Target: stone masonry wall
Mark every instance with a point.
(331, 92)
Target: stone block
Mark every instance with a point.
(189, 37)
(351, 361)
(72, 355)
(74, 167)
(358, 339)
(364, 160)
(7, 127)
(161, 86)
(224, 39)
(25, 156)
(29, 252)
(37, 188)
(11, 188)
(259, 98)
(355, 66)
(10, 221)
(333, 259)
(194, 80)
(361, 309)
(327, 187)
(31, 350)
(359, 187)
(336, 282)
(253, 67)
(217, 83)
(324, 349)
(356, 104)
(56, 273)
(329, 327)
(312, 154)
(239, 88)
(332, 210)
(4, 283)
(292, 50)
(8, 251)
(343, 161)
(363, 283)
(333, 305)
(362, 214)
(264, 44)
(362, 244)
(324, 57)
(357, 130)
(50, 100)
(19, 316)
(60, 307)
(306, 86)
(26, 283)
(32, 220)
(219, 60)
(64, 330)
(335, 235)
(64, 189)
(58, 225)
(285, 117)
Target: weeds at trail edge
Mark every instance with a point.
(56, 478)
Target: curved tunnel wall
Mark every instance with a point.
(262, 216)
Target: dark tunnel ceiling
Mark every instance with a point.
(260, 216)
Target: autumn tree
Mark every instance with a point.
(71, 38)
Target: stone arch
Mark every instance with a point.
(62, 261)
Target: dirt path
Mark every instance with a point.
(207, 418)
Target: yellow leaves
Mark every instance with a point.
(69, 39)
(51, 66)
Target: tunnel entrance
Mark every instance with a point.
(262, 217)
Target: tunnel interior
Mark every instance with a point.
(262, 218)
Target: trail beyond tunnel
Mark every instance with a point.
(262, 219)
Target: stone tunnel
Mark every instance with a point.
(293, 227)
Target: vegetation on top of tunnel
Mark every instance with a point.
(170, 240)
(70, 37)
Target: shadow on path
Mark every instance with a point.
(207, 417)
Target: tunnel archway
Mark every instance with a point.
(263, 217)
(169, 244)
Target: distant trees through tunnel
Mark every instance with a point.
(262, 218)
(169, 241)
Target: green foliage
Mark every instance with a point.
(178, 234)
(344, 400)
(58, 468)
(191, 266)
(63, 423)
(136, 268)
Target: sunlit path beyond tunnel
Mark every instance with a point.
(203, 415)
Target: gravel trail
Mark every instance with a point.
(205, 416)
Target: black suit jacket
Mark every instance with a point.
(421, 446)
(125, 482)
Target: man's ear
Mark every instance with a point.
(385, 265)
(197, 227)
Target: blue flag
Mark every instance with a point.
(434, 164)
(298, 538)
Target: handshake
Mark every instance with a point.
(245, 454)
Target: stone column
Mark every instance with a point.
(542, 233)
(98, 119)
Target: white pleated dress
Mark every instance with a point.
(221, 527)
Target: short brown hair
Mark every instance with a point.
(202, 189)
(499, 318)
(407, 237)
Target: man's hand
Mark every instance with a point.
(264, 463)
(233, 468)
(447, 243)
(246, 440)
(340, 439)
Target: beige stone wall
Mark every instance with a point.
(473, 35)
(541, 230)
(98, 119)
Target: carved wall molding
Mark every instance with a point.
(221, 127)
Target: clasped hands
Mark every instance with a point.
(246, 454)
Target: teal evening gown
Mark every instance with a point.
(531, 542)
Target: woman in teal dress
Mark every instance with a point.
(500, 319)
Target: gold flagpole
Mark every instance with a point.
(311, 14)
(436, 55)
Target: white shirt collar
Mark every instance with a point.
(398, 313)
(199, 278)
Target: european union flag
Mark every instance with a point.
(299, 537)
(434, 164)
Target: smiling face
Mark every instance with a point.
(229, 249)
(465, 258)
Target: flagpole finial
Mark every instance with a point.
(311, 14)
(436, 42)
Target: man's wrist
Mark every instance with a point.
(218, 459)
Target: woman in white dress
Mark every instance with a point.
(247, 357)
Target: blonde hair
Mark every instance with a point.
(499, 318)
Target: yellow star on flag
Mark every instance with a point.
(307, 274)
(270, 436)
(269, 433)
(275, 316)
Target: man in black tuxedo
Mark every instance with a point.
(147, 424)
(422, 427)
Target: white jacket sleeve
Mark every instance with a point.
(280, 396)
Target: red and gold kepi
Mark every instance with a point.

____________________

The full listing above needs to be transcribed exactly.

Target: stone masonry wall
Mark every instance with a point.
(331, 92)
Target: stone block
Mark every instance with a point.
(189, 37)
(351, 361)
(72, 355)
(74, 167)
(358, 339)
(364, 160)
(7, 127)
(161, 86)
(224, 39)
(25, 156)
(29, 252)
(37, 188)
(11, 188)
(259, 98)
(355, 66)
(10, 221)
(333, 259)
(194, 80)
(361, 309)
(327, 187)
(31, 350)
(359, 187)
(336, 282)
(253, 67)
(217, 83)
(324, 349)
(356, 104)
(56, 273)
(329, 327)
(312, 154)
(239, 88)
(332, 210)
(4, 283)
(292, 50)
(8, 251)
(343, 161)
(363, 283)
(333, 305)
(362, 214)
(264, 44)
(362, 244)
(324, 57)
(357, 130)
(50, 100)
(19, 316)
(60, 307)
(306, 86)
(26, 283)
(32, 220)
(219, 60)
(64, 330)
(335, 235)
(64, 189)
(58, 225)
(285, 117)
Target: weeds at trail edge
Mark every instance with a point.
(56, 478)
Target: curved tunnel wall
Mark every instance with a point.
(262, 216)
Target: dark tunnel ceiling
Mark every instance with a point.
(260, 216)
Target: autumn tree
Mark every instance with a point.
(71, 38)
Target: stone arch
Mark every instance with a point.
(62, 261)
Target: dirt path
Mark every instance with a point.
(207, 418)
Target: yellow leaves
Mark every instance with a point.
(69, 39)
(51, 66)
Target: tunnel entrance
Mark every instance with a point.
(262, 217)
Target: tunnel interior
Mark every instance with a point.
(262, 218)
Target: trail beyond tunnel
Mark every instance with a point.
(262, 219)
Target: stone tunnel
Mark every instance with a point.
(293, 227)
Target: vegetation on top of tunnel
Mark every instance with a point.
(170, 240)
(70, 37)
Target: shadow on path
Mark every instance with a point.
(207, 417)
Target: tunnel archway
Mark every instance with a point.
(263, 217)
(169, 244)
Target: distant trees through tunnel
Mark every instance with a point.
(262, 218)
(169, 241)
Target: green foliage
Mark every instance with a point.
(178, 234)
(344, 400)
(58, 468)
(191, 266)
(63, 423)
(136, 268)
Target: sunlit path beyond tunnel
Mark every instance with a point.
(203, 415)
Target: gravel trail
Mark every instance with a point.
(205, 416)
Target: black suit jacket
Mark every instance with a point.
(421, 446)
(125, 482)
Target: man's ear
Mark every instance with a point.
(385, 265)
(197, 227)
Target: blue flag
Mark every instance with a point.
(434, 164)
(298, 538)
Target: handshake
Mark every instance with a point.
(245, 454)
Target: stone column
Mark every instance with a point.
(542, 233)
(98, 119)
Target: white pleated dress
Mark every instance with a point.
(221, 527)
Target: short brown hair
Mark every instance with a point.
(202, 189)
(499, 318)
(407, 237)
Target: man's hand
Mark every instance with a point.
(264, 463)
(233, 468)
(447, 243)
(246, 440)
(340, 439)
Target: beige stone wall
Mark every instance with a point.
(473, 35)
(541, 230)
(98, 119)
Target: carved wall molding
Mark every instance with a point.
(221, 127)
Target: clasped hands
Mark every instance with a point.
(246, 454)
Target: teal evening gown
Mark every instance with a point.
(531, 542)
Target: woman in teal dress
Mark every instance with a point.
(500, 319)
Target: gold flagpole
Mark every instance with a point.
(311, 14)
(436, 55)
Target: white shirt collar
Mark every instance with a point.
(398, 313)
(199, 278)
Target: european union flag
Mark every instance with a point.
(299, 537)
(434, 164)
Target: smiling face
Mark every instance with a point.
(229, 249)
(465, 258)
Target: flagpole finial
Mark every instance with a point.
(311, 14)
(436, 42)
Target: man's wrist
Mark every instance with a point.
(218, 459)
Target: woman in white dress
Mark every instance with a point.
(247, 357)
Target: blonde hair
Mark every instance with a point.
(499, 318)
Target: yellow star on flag
Mark every instance with a point.
(307, 274)
(270, 436)
(269, 433)
(275, 316)
Target: man in black tuxedo
Mark every instance with a point.
(147, 424)
(422, 427)
Target: white jacket sleeve
Mark every instance with a point.
(280, 396)
Target: red and gold kepi
Mark every instance with a point.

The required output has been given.